## READING TEXT
1.2. Roles and responsibilities
For the purpose of this policy and within the language of child protection practice, the Designated Safeguarding Lead (DSL) with responsibility for Child Protection is Helen Rigelsford (Child Protection Officer).
Each Head of School is a Deputy Designated Safeguarding Lead (DDSL) and their deputies will will take on this role in their absence (shown in brackets):
Early Years: Mrs Claudia van der Laar Newson (Mrs Linda Nagieh)
Junior School: Mr Stuart May (Mrs Abi Byrne, Ms Hannah Williams)
Senior School: Mr Gareth Evans (Senior School Deputy Head Pastoral) (Mr Christian Nicholson, Senior School Deputy Head Academic)
The Supervisory Board member with responsibility for Safeguarding and Child Protection is Mr. J. Cameron Webb.
All personnel at The British School of Amsterdam (including visitors, volunteers and students on placement) are required to report instances of actual or suspected child abuse, including neglect, to either the Designated Safeguarding Lead (DSL) or Deputy Designated Safeguarding Lead (DDSL) (of the section in which they work) responsible for Child Protection. Staff must ensure that if the DSL or their usual DDSL is unavailable, they report to another DDSL within the School.

## INFORMATION SUPPLIED
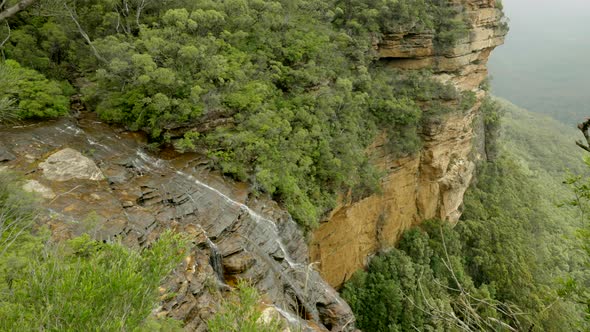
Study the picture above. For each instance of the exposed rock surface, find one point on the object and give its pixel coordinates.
(432, 183)
(6, 155)
(37, 187)
(234, 235)
(68, 164)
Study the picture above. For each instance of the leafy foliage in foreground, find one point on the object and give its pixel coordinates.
(81, 285)
(514, 251)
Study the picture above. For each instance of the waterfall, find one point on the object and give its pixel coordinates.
(215, 258)
(269, 225)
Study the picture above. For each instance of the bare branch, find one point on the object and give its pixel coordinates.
(15, 9)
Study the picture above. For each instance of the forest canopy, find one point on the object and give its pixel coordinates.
(283, 94)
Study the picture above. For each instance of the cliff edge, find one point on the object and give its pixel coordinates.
(431, 183)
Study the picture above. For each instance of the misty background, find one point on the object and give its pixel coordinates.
(544, 66)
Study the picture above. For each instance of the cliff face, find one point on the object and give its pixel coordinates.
(98, 180)
(430, 184)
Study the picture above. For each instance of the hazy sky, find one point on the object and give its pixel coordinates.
(545, 63)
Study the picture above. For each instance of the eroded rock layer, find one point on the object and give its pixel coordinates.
(432, 183)
(95, 180)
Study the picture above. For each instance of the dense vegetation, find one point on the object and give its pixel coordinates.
(79, 285)
(513, 260)
(284, 94)
(241, 313)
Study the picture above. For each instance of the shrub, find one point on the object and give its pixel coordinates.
(25, 93)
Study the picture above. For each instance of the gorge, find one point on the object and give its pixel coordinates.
(159, 158)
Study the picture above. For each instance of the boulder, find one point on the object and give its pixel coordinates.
(69, 164)
(36, 187)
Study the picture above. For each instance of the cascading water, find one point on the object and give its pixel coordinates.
(170, 194)
(215, 258)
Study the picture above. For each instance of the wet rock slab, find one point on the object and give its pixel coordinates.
(103, 182)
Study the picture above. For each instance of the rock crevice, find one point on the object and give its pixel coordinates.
(432, 183)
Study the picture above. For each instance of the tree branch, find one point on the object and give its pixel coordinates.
(15, 9)
(83, 33)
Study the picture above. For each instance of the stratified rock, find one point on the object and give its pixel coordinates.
(36, 187)
(432, 183)
(69, 164)
(6, 155)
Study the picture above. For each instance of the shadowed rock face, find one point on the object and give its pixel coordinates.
(91, 173)
(432, 183)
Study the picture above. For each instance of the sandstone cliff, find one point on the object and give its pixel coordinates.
(430, 184)
(97, 180)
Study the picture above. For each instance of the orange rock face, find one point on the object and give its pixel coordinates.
(432, 183)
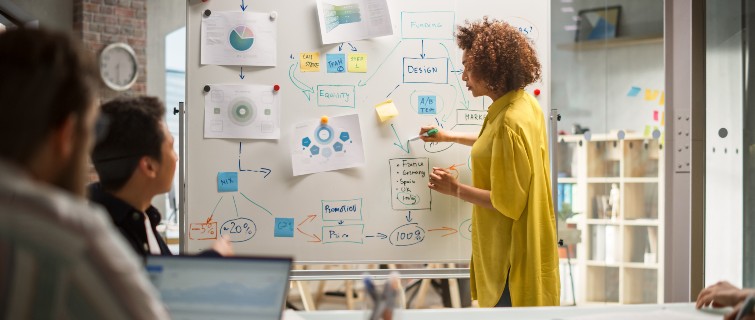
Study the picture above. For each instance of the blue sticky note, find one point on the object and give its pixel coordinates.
(284, 227)
(634, 91)
(228, 181)
(336, 62)
(427, 105)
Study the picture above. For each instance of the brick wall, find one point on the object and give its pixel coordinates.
(102, 22)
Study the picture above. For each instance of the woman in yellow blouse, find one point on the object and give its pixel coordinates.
(514, 249)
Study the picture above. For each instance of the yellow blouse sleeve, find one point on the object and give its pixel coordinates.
(511, 173)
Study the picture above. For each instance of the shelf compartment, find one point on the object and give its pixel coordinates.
(598, 204)
(602, 284)
(605, 157)
(566, 159)
(604, 244)
(641, 158)
(641, 244)
(640, 286)
(640, 201)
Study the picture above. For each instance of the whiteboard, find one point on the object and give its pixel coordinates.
(379, 211)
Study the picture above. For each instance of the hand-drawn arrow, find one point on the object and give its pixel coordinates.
(213, 210)
(265, 171)
(451, 231)
(378, 68)
(313, 236)
(379, 235)
(306, 90)
(235, 206)
(465, 102)
(254, 203)
(309, 218)
(438, 122)
(400, 144)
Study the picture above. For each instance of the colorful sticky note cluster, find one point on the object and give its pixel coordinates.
(336, 62)
(357, 62)
(386, 110)
(309, 61)
(228, 181)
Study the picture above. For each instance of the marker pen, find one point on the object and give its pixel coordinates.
(428, 133)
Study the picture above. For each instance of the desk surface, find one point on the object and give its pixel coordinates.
(593, 312)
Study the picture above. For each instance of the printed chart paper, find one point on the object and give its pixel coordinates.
(238, 39)
(242, 112)
(347, 20)
(329, 146)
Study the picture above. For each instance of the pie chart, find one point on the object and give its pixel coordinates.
(241, 38)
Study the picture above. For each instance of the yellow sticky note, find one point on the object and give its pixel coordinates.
(357, 62)
(309, 61)
(386, 110)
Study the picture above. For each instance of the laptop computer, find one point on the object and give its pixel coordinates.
(195, 287)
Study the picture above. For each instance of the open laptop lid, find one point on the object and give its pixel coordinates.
(195, 287)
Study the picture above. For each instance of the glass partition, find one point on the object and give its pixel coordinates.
(608, 80)
(730, 144)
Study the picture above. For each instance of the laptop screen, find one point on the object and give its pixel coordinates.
(193, 287)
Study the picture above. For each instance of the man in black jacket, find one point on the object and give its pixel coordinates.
(135, 161)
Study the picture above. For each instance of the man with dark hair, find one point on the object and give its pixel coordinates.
(59, 256)
(135, 161)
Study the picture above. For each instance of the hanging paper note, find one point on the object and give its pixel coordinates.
(386, 110)
(228, 181)
(357, 62)
(319, 146)
(309, 61)
(336, 62)
(353, 20)
(236, 38)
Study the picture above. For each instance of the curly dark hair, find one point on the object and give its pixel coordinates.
(498, 54)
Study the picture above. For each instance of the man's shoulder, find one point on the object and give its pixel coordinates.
(24, 201)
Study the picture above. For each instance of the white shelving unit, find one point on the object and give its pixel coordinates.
(619, 259)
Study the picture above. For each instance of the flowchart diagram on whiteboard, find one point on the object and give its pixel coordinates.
(303, 146)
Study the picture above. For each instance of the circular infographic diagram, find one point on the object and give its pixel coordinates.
(241, 38)
(242, 112)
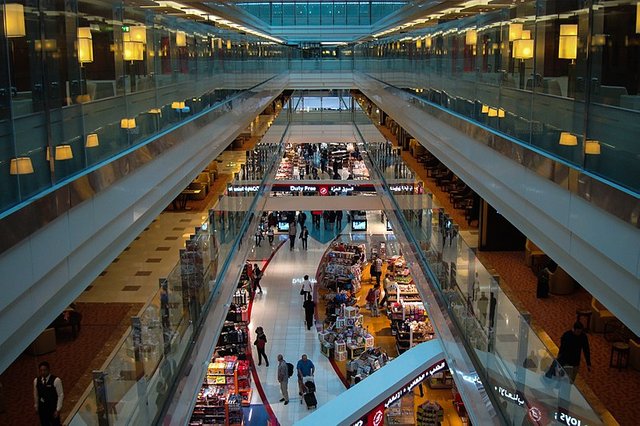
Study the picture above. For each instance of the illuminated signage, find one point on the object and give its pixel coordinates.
(375, 417)
(300, 280)
(565, 418)
(244, 188)
(515, 397)
(295, 188)
(401, 188)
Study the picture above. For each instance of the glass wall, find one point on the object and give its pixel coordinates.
(86, 80)
(322, 13)
(558, 75)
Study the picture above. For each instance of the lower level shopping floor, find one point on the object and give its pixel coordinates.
(125, 287)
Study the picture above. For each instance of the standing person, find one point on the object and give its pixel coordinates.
(164, 307)
(309, 309)
(304, 236)
(375, 301)
(378, 270)
(270, 235)
(305, 369)
(283, 379)
(258, 236)
(257, 276)
(307, 288)
(302, 218)
(292, 235)
(47, 396)
(572, 344)
(260, 343)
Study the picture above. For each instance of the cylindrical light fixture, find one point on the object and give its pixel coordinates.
(471, 38)
(138, 34)
(568, 47)
(568, 139)
(63, 152)
(181, 39)
(92, 140)
(592, 147)
(128, 123)
(14, 22)
(20, 165)
(85, 45)
(523, 49)
(515, 31)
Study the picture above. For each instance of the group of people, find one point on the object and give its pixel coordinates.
(305, 368)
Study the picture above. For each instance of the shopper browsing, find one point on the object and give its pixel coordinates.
(572, 344)
(309, 310)
(270, 235)
(304, 236)
(260, 343)
(307, 288)
(47, 395)
(257, 276)
(292, 235)
(283, 378)
(305, 369)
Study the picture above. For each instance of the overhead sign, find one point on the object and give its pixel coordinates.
(377, 414)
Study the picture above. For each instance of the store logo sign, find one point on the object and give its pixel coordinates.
(400, 188)
(409, 387)
(342, 189)
(563, 417)
(535, 414)
(245, 188)
(515, 397)
(297, 188)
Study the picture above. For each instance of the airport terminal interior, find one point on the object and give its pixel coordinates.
(322, 212)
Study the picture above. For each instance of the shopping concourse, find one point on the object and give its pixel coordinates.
(349, 213)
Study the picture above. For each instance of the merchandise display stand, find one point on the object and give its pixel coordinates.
(227, 384)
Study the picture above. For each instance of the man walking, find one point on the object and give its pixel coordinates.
(283, 379)
(292, 235)
(48, 396)
(305, 369)
(572, 344)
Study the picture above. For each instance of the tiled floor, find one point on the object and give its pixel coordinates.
(279, 311)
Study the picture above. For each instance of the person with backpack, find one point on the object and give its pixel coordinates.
(304, 236)
(260, 343)
(285, 370)
(257, 276)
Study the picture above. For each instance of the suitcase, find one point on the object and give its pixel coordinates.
(310, 400)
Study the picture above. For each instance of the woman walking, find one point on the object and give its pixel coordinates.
(260, 343)
(257, 276)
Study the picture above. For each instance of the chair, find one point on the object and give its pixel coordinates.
(600, 316)
(561, 283)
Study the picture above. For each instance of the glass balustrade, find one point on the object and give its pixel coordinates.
(508, 354)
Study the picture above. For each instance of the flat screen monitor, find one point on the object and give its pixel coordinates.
(359, 225)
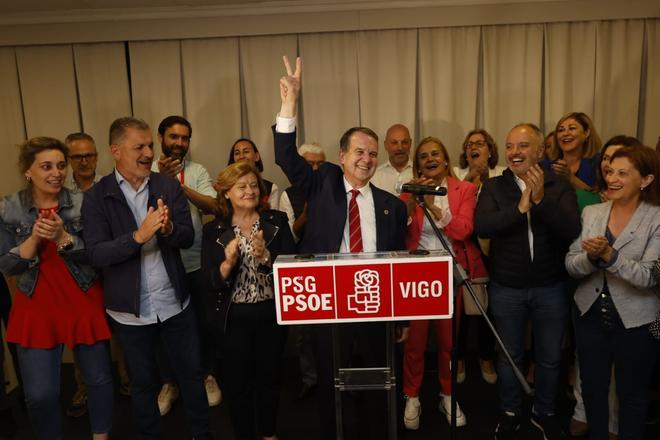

## YOUR GOAL
Copy word for word the passage of the safeguarding roles text that begins with the words containing "1.2. Roles and" and ends with "Deputy Head Academic)". Use only the safeguarding roles text as your source.

## RESPONSE TO THE EXERCISE
1.2. Roles and responsibilities
For the purpose of this policy and within the language of child protection practice, the Designated Safeguarding Lead (DSL) with responsibility for Child Protection is Helen Rigelsford (Child Protection Officer).
Each Head of School is a Deputy Designated Safeguarding Lead (DDSL) and their deputies will will take on this role in their absence (shown in brackets):
Early Years: Mrs Claudia van der Laar Newson (Mrs Linda Nagieh)
Junior School: Mr Stuart May (Mrs Abi Byrne, Ms Hannah Williams)
Senior School: Mr Gareth Evans (Senior School Deputy Head Pastoral) (Mr Christian Nicholson, Senior School Deputy Head Academic)